_Excerpted text:_
○ ○ ○ ○ ○ ○ ○

At 4:08 PM -0400 8/11/09, Robert Cummings wrote:
>tedd wrote:
>>Hi gang:
>>
>>I want to show the dates for all Fridays +-30 days from a specific date.
>>
>>For example, given today's date (8/11/2009) the Fridays that fall
>>+-30 days are July 17, July 24, July 31, Aug 7, Aug 14, Aug 21, Aug
>>28, and Sept 4.
>>
>>I'm curious, how would you guys solve this?
>
> >
>$fridays = array();
>for( $i = -30; $i <= 30; $i++ )
>{
> $mod = $i < 0 ? $i : '+'.$i;
>
> $time = strtotime( $mod.' day' );
>
> if( date( 'D', $time ) == 'Fri' )
> {
> $fridays[] = date( 'Y-m-d', $time );
> }
>}
>
>print_r( $fridays );
>
>?>
>
>Cheers,
>Rob.

○ ○ ○ ○ ○ ○ ○

_Record extracts:_
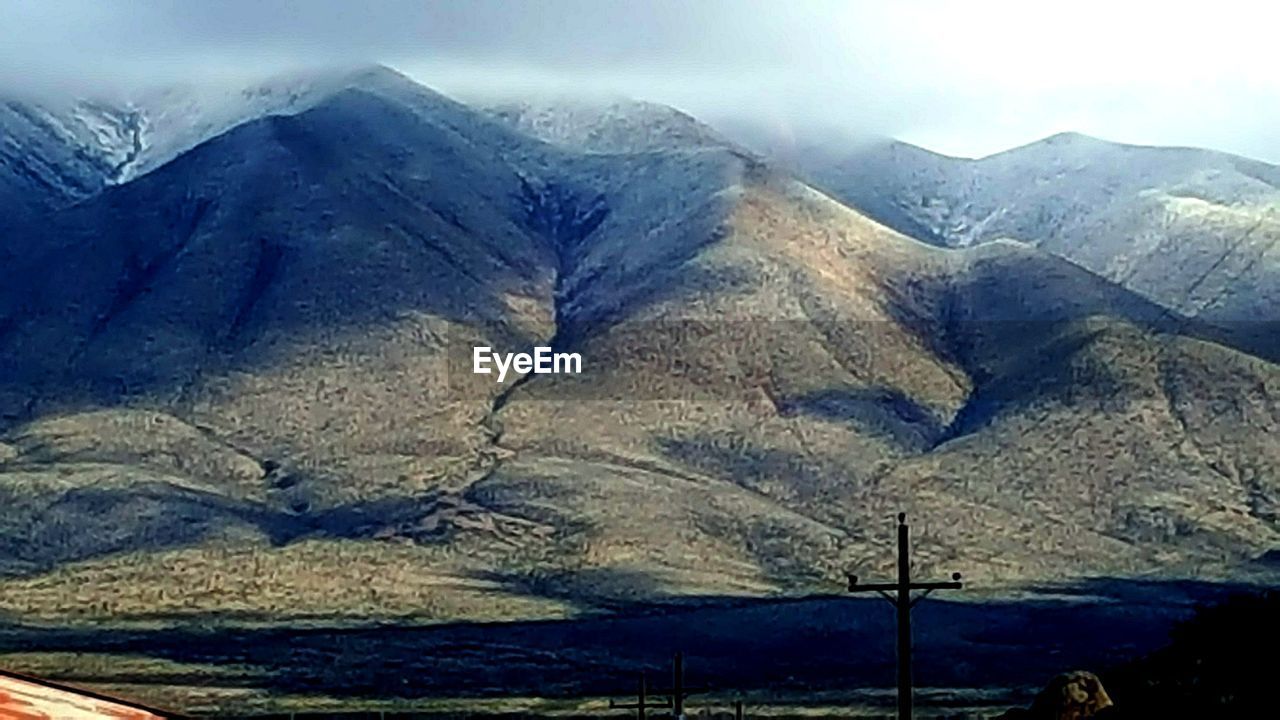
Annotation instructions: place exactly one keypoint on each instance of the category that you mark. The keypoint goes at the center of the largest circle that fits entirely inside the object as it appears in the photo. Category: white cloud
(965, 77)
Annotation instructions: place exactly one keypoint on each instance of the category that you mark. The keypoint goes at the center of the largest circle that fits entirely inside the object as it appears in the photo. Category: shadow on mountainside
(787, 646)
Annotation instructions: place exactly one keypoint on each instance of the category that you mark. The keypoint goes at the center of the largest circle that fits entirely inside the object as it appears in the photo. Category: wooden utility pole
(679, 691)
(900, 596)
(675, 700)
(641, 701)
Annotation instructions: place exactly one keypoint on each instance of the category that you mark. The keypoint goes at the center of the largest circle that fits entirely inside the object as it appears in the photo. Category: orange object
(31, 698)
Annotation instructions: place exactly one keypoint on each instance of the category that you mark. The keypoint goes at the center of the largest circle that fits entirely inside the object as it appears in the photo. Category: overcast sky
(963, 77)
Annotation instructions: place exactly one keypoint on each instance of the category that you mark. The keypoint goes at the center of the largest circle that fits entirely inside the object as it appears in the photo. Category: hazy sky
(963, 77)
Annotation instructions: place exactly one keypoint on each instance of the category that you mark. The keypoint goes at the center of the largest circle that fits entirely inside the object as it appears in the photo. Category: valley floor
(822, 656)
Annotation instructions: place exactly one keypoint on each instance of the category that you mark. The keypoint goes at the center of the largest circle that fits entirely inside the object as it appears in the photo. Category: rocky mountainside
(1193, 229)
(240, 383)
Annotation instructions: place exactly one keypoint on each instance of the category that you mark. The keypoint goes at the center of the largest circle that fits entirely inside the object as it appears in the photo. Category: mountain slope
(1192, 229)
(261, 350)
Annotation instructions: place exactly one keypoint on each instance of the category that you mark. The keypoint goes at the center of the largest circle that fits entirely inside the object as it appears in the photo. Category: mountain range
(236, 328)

○ ○ ○ ○ ○ ○ ○

_Set exercise:_ In the forum thread on finding Fridays, which Friday dates are given as falling within 30 days of 8/11/2009?

_Answer for the task:_ July 17, July 24, July 31, Aug 7, Aug 14, Aug 21, Aug 28, and Sept 4